• **PROBLEM DETAILS**
Read the records and write them out again exactly.

============

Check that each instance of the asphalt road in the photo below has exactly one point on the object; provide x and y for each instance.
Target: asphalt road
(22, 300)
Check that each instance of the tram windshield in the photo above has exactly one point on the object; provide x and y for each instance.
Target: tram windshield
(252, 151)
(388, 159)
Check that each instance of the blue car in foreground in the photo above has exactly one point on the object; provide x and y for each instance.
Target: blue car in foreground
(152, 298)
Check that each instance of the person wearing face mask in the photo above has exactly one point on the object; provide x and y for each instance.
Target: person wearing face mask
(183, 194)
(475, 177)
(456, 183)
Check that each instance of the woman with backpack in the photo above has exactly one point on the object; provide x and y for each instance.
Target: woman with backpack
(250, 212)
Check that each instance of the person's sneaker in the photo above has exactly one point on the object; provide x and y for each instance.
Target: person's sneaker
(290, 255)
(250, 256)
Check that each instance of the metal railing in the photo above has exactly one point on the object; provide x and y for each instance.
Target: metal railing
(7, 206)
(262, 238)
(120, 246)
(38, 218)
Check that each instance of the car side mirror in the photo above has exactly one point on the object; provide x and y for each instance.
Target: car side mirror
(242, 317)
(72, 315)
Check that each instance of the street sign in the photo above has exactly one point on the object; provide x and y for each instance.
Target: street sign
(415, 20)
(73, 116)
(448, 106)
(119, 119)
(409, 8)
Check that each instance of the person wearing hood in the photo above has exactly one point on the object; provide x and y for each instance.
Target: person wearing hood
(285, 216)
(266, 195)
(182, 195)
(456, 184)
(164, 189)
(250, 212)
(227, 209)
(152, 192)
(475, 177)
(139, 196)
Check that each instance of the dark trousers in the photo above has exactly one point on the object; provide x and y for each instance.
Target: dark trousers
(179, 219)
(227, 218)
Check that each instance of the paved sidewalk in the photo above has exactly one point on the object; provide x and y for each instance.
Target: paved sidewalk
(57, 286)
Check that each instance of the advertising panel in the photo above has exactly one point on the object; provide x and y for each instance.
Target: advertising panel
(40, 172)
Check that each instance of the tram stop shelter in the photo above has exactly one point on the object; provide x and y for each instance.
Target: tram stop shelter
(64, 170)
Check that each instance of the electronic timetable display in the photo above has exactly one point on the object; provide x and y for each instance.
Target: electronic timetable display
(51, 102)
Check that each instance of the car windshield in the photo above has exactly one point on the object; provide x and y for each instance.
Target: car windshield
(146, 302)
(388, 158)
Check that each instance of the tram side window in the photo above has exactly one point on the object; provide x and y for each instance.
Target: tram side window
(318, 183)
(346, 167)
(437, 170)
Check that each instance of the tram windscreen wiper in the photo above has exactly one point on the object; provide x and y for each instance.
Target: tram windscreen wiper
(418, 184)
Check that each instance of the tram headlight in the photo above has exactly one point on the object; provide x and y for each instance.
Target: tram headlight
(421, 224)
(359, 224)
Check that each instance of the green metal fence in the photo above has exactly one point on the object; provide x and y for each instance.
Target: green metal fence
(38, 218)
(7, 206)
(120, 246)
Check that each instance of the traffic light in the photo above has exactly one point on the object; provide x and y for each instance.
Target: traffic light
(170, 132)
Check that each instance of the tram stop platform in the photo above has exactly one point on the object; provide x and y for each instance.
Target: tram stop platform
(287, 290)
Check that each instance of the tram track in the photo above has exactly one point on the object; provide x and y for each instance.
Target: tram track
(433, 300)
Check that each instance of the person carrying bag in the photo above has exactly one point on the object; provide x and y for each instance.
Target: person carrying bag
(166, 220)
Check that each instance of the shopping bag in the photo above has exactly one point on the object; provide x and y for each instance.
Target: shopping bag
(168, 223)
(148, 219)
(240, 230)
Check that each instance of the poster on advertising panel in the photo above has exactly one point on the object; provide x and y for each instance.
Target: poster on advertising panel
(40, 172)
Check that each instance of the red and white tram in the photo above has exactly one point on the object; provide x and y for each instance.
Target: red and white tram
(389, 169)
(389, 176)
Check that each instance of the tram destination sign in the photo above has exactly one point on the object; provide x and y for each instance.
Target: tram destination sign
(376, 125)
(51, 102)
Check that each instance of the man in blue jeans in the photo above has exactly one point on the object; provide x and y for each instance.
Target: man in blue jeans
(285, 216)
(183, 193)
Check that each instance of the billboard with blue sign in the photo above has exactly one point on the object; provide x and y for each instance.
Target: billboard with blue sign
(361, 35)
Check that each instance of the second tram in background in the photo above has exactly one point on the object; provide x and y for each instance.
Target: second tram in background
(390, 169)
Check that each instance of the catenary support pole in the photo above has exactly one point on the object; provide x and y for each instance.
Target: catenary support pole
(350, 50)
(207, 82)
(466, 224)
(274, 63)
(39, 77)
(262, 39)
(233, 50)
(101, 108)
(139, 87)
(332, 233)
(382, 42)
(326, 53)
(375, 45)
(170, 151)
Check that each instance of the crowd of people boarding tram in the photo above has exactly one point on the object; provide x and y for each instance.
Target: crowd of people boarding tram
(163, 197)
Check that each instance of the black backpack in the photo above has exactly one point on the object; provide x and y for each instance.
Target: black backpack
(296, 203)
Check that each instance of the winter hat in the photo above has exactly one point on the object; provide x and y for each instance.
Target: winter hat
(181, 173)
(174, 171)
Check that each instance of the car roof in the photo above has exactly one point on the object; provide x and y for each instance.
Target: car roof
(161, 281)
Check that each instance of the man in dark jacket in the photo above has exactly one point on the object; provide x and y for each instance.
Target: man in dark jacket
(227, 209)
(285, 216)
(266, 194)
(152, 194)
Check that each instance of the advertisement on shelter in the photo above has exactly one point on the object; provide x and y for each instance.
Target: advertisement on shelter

============

• **WRITTEN SOLUTION**
Check that each instance of the asphalt road in the photo below has exactly one point on the object; provide x and y for each instance.
Target: asphalt road
(22, 300)
Check that each instance of the tram windshield in the photo above has exactly one point on the object; provide x and y for each instance.
Target: tram windshield
(252, 151)
(388, 159)
Check that each instance of the blue car in foreground in the photo above has exactly one point on the object; provide x and y for each instance.
Target: blue car in foreground
(152, 298)
Check that each instance of the person wearing face mask in the photo above has exactly one point on the object; provide x and y for each instance.
Target: person wearing face mask
(183, 194)
(475, 177)
(456, 183)
Check that each instance of the woman with backpack in the photo above has exactly one point on the object; provide x and y for each instance.
Target: woman with backpack
(250, 212)
Check that each instance of the person's sneaker in the photo above has exactly one point on the object; provide x and y for each instance.
Target: person's sneaker
(290, 255)
(250, 256)
Check that each instance of the metal railing in the photo above has exactly one point on the object; provide x and y for each instance.
Target: metal railing
(7, 206)
(262, 238)
(120, 246)
(38, 218)
Check that each instance of the car side mirror in the photo above has exactly one point on the object; provide x and y for each instance.
Target: car side mirror
(242, 317)
(72, 315)
Check that each instance of the street sign in the photo above has exactly one point on the object; provide x and y for each instance.
Target: street sign
(415, 20)
(73, 116)
(448, 106)
(119, 119)
(409, 8)
Check that each instance of the person wearing hood in the photo above has exactly one point on the object; provide x and y for each instance.
Target: person wearing hood
(285, 216)
(266, 195)
(182, 195)
(456, 184)
(164, 189)
(250, 212)
(227, 209)
(152, 192)
(475, 177)
(139, 196)
Check that each instance of the dark trousers in the photo above has exactly one point on the object; provide x and y for each instance.
Target: dark trousers
(179, 219)
(227, 218)
Check that each instance of the paved sidewalk in the photo above has exactly one point on the object; provide x and y for each instance.
Target: paved sidewalk
(57, 286)
Check that each instance of the advertising panel in the photo above has exactly one point on the object; provide x and y for each instance.
Target: advertising panel
(40, 172)
Check that each instance of the tram stop shelter in the photo above has exactly one point on the object; provide x and y for each instance.
Target: tram stop shelter
(64, 170)
Check that each instance of the electronic timetable display in the photo above has exactly one point on the object; provide x and y for each instance.
Target: electronic timetable display
(51, 102)
Check that each instance of the car windshield in the photo above has exactly one point on the object; provide x and y for each instance.
Target: car windshield
(146, 302)
(388, 158)
Check that each instance of the tram side window in the photo above has exactly one point on the object; provide x and y for each instance.
Target: tram side window
(318, 183)
(346, 167)
(437, 170)
Check that each instance of the tram windscreen wiper in the photo above has exactly one point on the object; provide x and y for each instance.
Target: tram windscreen wiper
(418, 184)
Check that each instance of the tram headlight in the photo above has exactly one point on the object; provide x and y for each instance.
Target: tram headlight
(421, 224)
(359, 224)
Check that each instance of the green metal fence in the photo above has exactly one point on the object; provide x and y for each instance.
Target: green metal fence
(38, 218)
(7, 206)
(120, 246)
Check that each instance of the traffic light in the photo above has exactly one point on the object; provide x and y for each instance.
Target: traffic light
(170, 132)
Check that each instance of the tram stop platform in the photo above has exactly one point on the object; provide x and y for each instance.
Target: tram stop platform
(287, 290)
Check that each instance of the tram track in the photo above has exactly one point on the object; provide x and y for each instance.
Target: tram track
(433, 300)
Check that each instance of the person carrying bag in the photo above has exactly one point on the object; provide x and y for each instance.
Target: person carrying bag
(166, 220)
Check that each instance of the shopping bag in the photo above has exactly one point on the object; provide x and y for each instance.
Target: shopping bag
(168, 223)
(148, 219)
(240, 230)
Check that each instance of the poster on advertising panel in the photo above has exactly one point on the object; provide x and y for each instance.
Target: poster on advertising panel
(40, 172)
Check that each instance of the red and white tram in the photo above has exactly one point on the object; provide x and y for each instance.
Target: red and white tram
(389, 169)
(389, 176)
Check that each instance of the tram destination sign in the photo above has exactly one point on the object; provide x and y for each instance.
Target: tram destination sign
(376, 125)
(51, 102)
Check that each instance of the man in blue jeans in the photo above has exactly one point on the object; provide x and y for each instance.
Target: man in blue jeans
(285, 216)
(183, 193)
Check that each instance of the billboard with blue sign in the photo above has exactly one point on the object; provide x and y for each instance.
Target: billboard with blue sign
(361, 35)
Check that each instance of the second tram in background in the photo above has exactly one point on the object; provide x and y for each instance.
Target: second tram in background
(390, 169)
Check that each instance of the catenary support pole in the photo above has exactly one point on the object; provide x and y for each instance.
Target: catenary support pole
(350, 50)
(207, 82)
(466, 224)
(274, 63)
(39, 77)
(262, 39)
(233, 50)
(101, 108)
(139, 87)
(332, 233)
(382, 42)
(326, 53)
(375, 45)
(170, 151)
Check that each instance of the crowd of people boarding tram in the photo above has exactly one point on the object; provide x and y for each instance.
Target: crowd of people boarding tram
(163, 197)
Check that each instance of the black backpack in the photo above has exactly one point on the object; provide x and y for each instance.
Target: black backpack
(296, 203)
Check that each instance of the winter hat in the photo above has exactly one point on the object; provide x and y for each instance.
Target: winter hat
(181, 173)
(174, 171)
Check that each instance of the car roof in the photo above has exactly one point on the object; provide x and y for each instance.
Target: car roof
(161, 281)
Check that each instance of the man in dark jacket in the photo above has exactly one point on the object; provide x and y for each instance.
Target: man in dark jacket
(227, 209)
(285, 216)
(266, 194)
(152, 194)
Check that each instance of the advertisement on shelter in the photo above has exactly one point on the object; provide x and y for each instance.
Target: advertisement on shelter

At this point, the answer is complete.